Polyclonal Vβ usage and diverse TCR repertoire in recipients of Tregs
We next determined the impact of Tregs on the developing T-cell repertoire after HCT. Specifically, we evaluated the TCR-Vβ expression of donor-derived T cells isolated from transplant recipients on day 30 (Figure 2A). TCR-Vβ usage was broad among animals within each experimental group and comparable to age-matched untreated controls. However, Tcon recipients generally had lower levels of donor T cells at all Vβ elements except at Vβ12, where a higher percentage of T cells was noted. These findings suggest that Tregs do not compromise the generation and maintenance of a broad TCR-Vβ repertoire and appear to attenuate the loss of Vβ diversity that results from Tcon infusion.

#### Problem A:
Copy out the stretch of the TCR-Vβ passage from "Polyclonal Vβ usage" through "from Tcon infusion.".
#### Problem B:
Using the TCR-Vβ passage, decide whether each statement agrees with it, answering yes or no and quoting the deciding words: (i) Donor-derived T cells were taken from transplant recipients on day 30. (ii) Tcon recipients had lower levels of donor T cells at Vβ12. (iii) TCR-Vβ usage in the experimental groups was narrow compared with age-matched untreated controls.

#### Recorded information:
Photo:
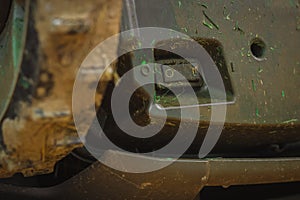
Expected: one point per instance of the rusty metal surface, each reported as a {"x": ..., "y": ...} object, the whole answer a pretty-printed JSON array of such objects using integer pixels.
[
  {"x": 38, "y": 129},
  {"x": 265, "y": 109},
  {"x": 181, "y": 180},
  {"x": 12, "y": 41}
]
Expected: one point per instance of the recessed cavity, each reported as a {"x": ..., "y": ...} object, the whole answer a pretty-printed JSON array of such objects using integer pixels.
[{"x": 258, "y": 48}]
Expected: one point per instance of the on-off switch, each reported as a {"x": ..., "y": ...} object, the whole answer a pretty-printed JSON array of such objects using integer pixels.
[{"x": 167, "y": 75}]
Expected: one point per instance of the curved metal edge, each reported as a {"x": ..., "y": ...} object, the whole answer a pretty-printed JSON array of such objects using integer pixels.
[{"x": 182, "y": 180}]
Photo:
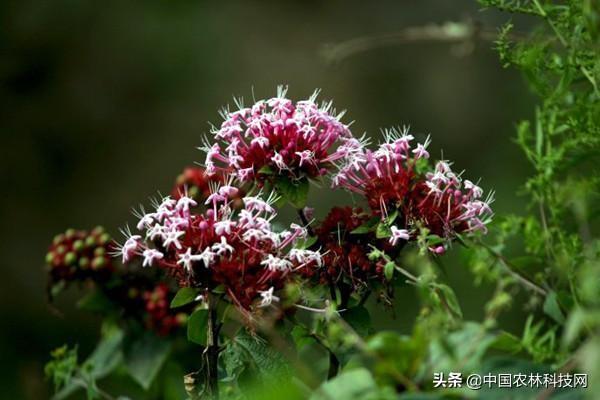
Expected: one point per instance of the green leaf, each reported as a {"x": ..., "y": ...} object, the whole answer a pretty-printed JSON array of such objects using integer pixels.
[
  {"x": 383, "y": 231},
  {"x": 388, "y": 270},
  {"x": 256, "y": 355},
  {"x": 197, "y": 324},
  {"x": 103, "y": 360},
  {"x": 507, "y": 342},
  {"x": 145, "y": 357},
  {"x": 301, "y": 336},
  {"x": 398, "y": 353},
  {"x": 95, "y": 301},
  {"x": 295, "y": 193},
  {"x": 184, "y": 296},
  {"x": 552, "y": 308}
]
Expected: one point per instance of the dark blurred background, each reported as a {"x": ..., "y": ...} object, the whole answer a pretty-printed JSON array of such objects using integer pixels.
[{"x": 103, "y": 104}]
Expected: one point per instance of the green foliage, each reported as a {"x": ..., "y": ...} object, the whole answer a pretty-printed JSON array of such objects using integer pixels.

#### Written reply A:
Polyclonal Vβ usage and diverse TCR repertoire in recipients of Tregs
We next determined the impact of Tregs on the developing T-cell repertoire after HCT. Specifically, we evaluated the TCR-Vβ expression of donor-derived T cells isolated from transplant recipients on day 30 (Figure 2A). TCR-Vβ usage was broad among animals within each experimental group and comparable to age-matched untreated controls. However, Tcon recipients generally had lower levels of donor T cells at all Vβ elements except at Vβ12, where a higher percentage of T cells was noted. These findings suggest that Tregs do not compromise the generation and maintenance of a broad TCR-Vβ repertoire and appear to attenuate the loss of Vβ diversity that results from Tcon infusion.

#### Written reply B:
(i) Yes: "isolated from transplant recipients on day 30"
(ii) No: "except at Vβ12, where a higher percentage of T cells was noted"
(iii) No: "TCR-Vβ usage was broad among animals within each experimental group and comparable to age-matched untreated controls"